(Stored data)
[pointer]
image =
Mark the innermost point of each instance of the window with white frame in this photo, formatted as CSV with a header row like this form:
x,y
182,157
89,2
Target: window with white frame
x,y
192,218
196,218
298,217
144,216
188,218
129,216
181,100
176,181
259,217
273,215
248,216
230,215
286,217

- **Work required**
What do the records say? Quote them all exactly.

- **Response to the task**
[pointer]
image =
Mark the innermost point of each instance of the window with white frame in this photo, formatted as CSV with a header row like this form:
x,y
182,157
89,2
Target: window with white frame
x,y
192,218
196,218
298,217
144,216
188,218
129,216
181,100
176,181
259,217
273,215
248,216
230,215
286,217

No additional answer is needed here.